#### Directions:
Rescale the coordinates in the part of the records that opens with the line containing "Locate every instance of the player's knee" and runs through the end of the records. Rewrite only those lines, keeping the request line as it is and multiplying each coordinate in the answers by 2.45, rounded to a whole number with halves going up.

#### Stored data:
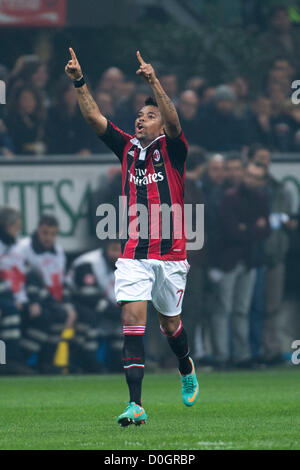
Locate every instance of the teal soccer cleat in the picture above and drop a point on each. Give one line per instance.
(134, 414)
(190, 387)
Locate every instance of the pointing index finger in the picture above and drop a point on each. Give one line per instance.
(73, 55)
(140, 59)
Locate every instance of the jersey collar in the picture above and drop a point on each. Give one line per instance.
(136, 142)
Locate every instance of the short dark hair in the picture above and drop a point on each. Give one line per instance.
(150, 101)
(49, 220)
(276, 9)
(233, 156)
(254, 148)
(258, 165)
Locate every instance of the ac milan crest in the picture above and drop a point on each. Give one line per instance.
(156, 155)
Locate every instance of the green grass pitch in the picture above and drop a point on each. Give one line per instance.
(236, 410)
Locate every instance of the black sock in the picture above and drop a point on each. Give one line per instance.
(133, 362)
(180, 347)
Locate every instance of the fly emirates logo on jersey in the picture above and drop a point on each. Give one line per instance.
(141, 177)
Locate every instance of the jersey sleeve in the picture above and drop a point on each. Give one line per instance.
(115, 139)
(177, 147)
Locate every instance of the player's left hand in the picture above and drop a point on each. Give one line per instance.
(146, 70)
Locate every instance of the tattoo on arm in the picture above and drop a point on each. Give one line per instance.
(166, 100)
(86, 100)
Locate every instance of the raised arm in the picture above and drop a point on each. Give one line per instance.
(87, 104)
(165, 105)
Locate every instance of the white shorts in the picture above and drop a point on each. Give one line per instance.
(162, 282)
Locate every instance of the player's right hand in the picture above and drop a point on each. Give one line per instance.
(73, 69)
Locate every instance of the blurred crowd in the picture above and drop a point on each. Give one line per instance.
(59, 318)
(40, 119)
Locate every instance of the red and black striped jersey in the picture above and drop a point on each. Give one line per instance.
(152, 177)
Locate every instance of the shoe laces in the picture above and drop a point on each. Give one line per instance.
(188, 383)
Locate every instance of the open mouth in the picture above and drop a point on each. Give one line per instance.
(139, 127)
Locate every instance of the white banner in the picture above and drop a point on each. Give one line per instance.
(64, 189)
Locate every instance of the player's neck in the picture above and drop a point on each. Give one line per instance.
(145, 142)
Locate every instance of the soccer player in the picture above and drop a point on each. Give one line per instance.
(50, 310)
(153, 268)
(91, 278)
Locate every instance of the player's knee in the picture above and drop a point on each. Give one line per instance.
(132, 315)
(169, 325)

#### Solved problem:
Locate every instance of the player's knee in the picture above and drop a point on each. Give one line per instance.
(323, 772)
(414, 796)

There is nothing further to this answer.